Given instruction
Print the part of the listing that opens with the line containing "Can you confirm the presence of any metal" and closes with the line containing "left=465, top=0, right=497, bottom=125", reproducing each line as it appears, both ends included.

Data in this exercise

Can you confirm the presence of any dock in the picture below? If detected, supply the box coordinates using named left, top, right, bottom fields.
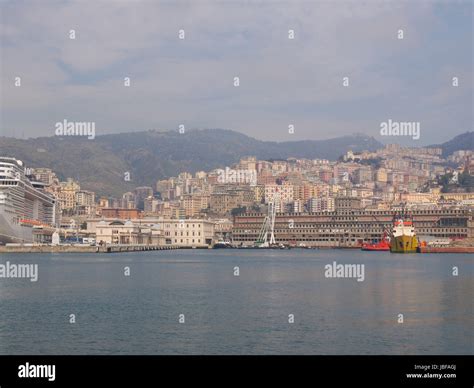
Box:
left=0, top=244, right=180, bottom=254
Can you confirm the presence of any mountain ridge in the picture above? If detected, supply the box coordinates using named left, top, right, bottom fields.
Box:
left=0, top=129, right=465, bottom=196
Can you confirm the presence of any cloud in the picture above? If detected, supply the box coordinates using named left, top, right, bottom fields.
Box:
left=0, top=1, right=472, bottom=143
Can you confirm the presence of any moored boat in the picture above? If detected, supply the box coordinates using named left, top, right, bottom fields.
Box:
left=390, top=214, right=419, bottom=253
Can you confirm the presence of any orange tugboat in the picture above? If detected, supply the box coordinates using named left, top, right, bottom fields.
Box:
left=390, top=212, right=418, bottom=253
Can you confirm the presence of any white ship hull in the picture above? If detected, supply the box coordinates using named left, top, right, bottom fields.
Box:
left=0, top=208, right=33, bottom=244
left=0, top=156, right=55, bottom=244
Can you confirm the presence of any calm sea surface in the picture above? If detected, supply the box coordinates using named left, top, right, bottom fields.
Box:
left=0, top=249, right=474, bottom=354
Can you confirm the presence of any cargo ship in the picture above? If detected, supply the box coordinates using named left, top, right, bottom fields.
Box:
left=361, top=233, right=390, bottom=251
left=390, top=213, right=419, bottom=253
left=0, top=156, right=56, bottom=244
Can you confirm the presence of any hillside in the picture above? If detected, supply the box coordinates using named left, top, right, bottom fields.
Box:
left=0, top=129, right=382, bottom=196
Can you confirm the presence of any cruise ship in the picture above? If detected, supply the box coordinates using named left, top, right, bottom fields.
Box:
left=0, top=156, right=56, bottom=244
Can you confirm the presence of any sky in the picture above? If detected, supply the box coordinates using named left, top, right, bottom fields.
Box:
left=0, top=0, right=473, bottom=146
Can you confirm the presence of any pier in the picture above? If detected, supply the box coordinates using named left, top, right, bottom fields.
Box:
left=0, top=244, right=180, bottom=254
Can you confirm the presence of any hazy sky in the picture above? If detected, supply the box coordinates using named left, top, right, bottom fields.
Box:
left=0, top=0, right=473, bottom=145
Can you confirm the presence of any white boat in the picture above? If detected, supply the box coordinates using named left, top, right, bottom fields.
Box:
left=0, top=156, right=56, bottom=244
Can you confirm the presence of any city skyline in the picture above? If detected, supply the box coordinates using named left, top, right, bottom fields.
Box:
left=0, top=2, right=472, bottom=146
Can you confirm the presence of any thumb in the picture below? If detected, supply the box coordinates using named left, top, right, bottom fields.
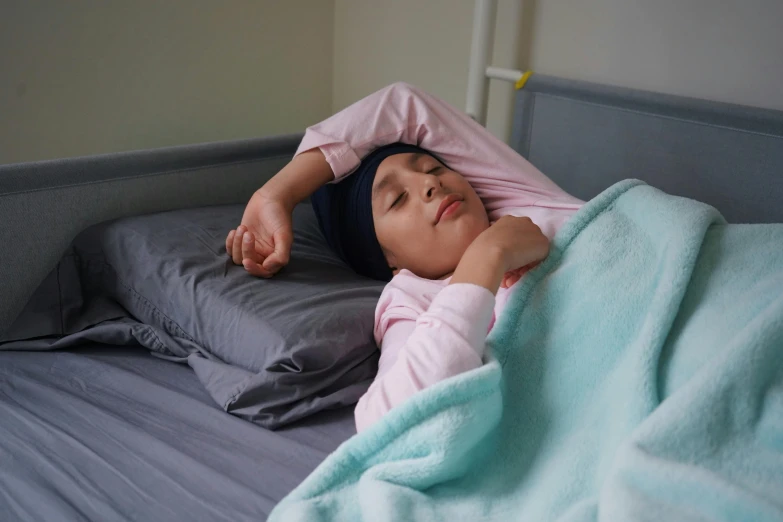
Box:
left=264, top=228, right=293, bottom=271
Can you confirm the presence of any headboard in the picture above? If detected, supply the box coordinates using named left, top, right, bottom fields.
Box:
left=0, top=134, right=302, bottom=332
left=511, top=75, right=783, bottom=221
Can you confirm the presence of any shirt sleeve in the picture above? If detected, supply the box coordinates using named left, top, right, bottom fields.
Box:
left=355, top=283, right=495, bottom=431
left=297, top=82, right=582, bottom=214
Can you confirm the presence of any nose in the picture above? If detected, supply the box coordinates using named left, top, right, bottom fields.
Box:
left=422, top=174, right=442, bottom=201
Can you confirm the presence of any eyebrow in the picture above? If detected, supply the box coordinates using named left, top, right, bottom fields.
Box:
left=372, top=152, right=424, bottom=199
left=372, top=172, right=397, bottom=199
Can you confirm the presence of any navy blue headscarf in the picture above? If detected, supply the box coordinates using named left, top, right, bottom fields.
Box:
left=310, top=143, right=434, bottom=281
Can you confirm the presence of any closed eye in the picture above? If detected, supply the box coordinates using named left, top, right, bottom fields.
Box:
left=389, top=192, right=405, bottom=209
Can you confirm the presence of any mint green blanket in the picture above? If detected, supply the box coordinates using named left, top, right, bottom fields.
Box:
left=270, top=180, right=783, bottom=522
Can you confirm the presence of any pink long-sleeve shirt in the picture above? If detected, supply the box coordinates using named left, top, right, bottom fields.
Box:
left=297, top=83, right=583, bottom=431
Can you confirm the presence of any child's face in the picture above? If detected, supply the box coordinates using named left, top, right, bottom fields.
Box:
left=372, top=153, right=489, bottom=279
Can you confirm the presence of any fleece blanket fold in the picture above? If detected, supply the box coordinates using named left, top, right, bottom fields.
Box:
left=270, top=180, right=783, bottom=522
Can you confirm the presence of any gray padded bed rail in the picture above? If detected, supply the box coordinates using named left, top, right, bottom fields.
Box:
left=0, top=134, right=302, bottom=337
left=511, top=75, right=783, bottom=223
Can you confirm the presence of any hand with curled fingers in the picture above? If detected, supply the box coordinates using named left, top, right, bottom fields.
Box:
left=226, top=190, right=294, bottom=277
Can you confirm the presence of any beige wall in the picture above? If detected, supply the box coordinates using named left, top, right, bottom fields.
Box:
left=529, top=0, right=783, bottom=110
left=0, top=0, right=334, bottom=163
left=332, top=0, right=783, bottom=138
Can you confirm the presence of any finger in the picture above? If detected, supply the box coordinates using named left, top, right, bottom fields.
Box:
left=242, top=259, right=274, bottom=278
left=226, top=230, right=236, bottom=255
left=242, top=230, right=264, bottom=264
left=264, top=229, right=294, bottom=273
left=231, top=225, right=245, bottom=265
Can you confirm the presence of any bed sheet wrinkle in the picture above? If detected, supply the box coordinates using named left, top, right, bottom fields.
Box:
left=0, top=346, right=355, bottom=522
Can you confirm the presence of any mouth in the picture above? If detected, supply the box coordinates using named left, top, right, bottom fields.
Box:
left=435, top=194, right=462, bottom=225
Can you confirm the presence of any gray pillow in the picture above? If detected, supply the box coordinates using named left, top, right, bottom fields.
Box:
left=0, top=204, right=384, bottom=428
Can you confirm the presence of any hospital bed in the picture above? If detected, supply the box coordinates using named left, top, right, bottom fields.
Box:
left=0, top=7, right=783, bottom=521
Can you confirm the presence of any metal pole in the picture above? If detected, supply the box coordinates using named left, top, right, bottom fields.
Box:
left=465, top=0, right=497, bottom=125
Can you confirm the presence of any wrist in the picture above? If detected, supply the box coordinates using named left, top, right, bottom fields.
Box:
left=253, top=185, right=301, bottom=212
left=449, top=244, right=506, bottom=294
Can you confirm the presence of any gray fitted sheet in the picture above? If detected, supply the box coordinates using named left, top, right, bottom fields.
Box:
left=0, top=345, right=355, bottom=522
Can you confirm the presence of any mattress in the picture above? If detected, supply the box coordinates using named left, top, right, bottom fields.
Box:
left=0, top=345, right=355, bottom=521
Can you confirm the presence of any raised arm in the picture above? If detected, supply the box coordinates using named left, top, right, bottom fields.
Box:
left=299, top=83, right=581, bottom=215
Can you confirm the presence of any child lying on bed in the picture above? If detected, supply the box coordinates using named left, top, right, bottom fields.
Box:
left=226, top=83, right=582, bottom=431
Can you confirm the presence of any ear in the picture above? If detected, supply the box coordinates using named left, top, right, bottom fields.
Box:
left=382, top=248, right=401, bottom=275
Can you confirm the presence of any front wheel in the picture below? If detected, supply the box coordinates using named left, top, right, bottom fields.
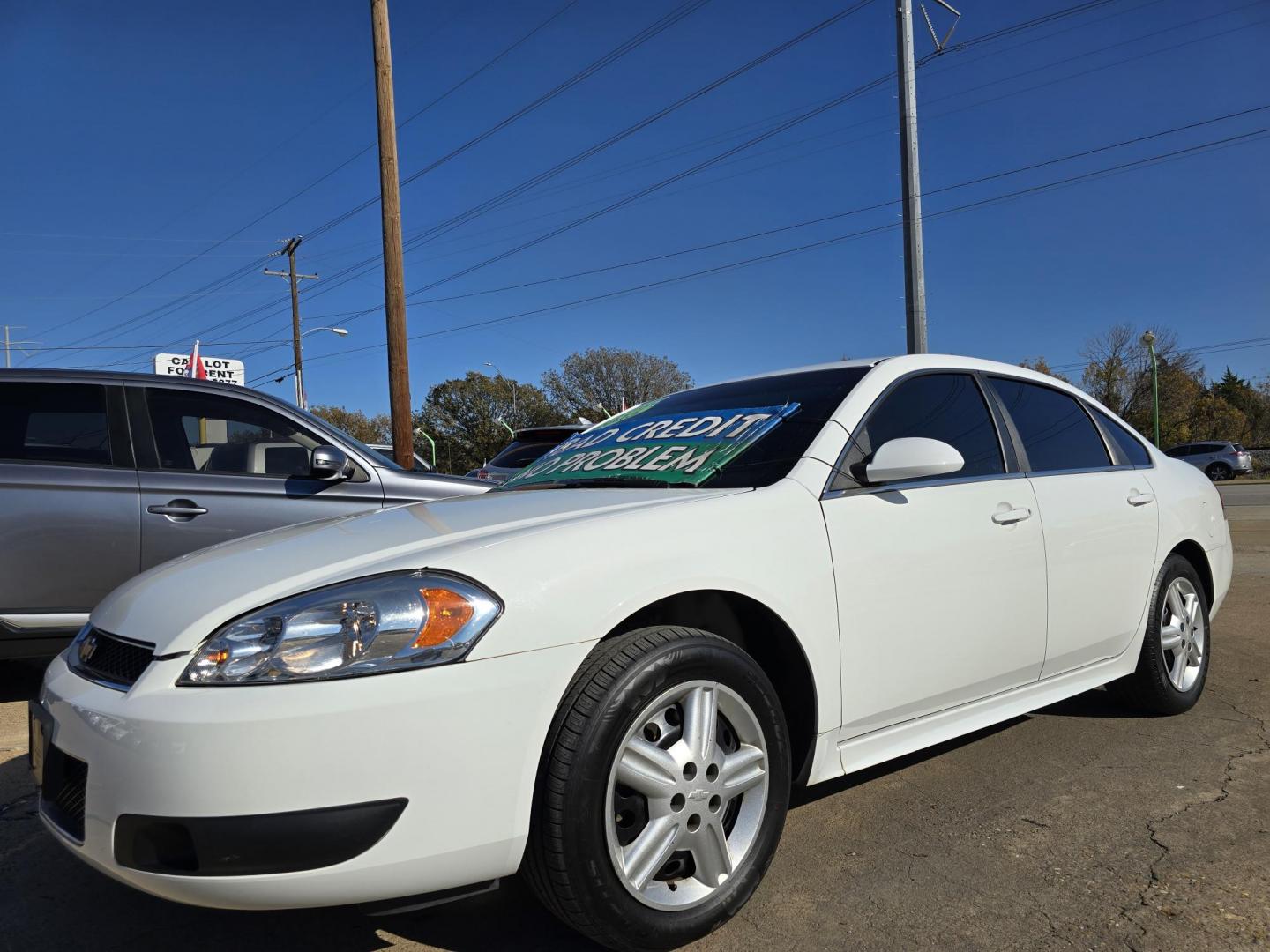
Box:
left=527, top=627, right=790, bottom=949
left=1108, top=554, right=1212, bottom=715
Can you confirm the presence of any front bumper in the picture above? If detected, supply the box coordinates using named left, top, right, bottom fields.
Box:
left=31, top=643, right=591, bottom=909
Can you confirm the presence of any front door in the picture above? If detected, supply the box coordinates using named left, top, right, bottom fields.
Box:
left=130, top=386, right=384, bottom=569
left=822, top=372, right=1045, bottom=739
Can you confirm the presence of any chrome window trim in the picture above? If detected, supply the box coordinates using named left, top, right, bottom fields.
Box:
left=820, top=472, right=1027, bottom=502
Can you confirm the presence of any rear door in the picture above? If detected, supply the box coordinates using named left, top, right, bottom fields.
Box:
left=128, top=386, right=384, bottom=569
left=822, top=372, right=1045, bottom=738
left=0, top=380, right=141, bottom=637
left=988, top=377, right=1160, bottom=678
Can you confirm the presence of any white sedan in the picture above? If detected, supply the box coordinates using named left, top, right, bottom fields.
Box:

Written solution
Can you confirm the presence of any metal pole in the picture above? If detected, supply the box coordinates using named left, top, right, bottom fields.
Box:
left=465, top=0, right=497, bottom=125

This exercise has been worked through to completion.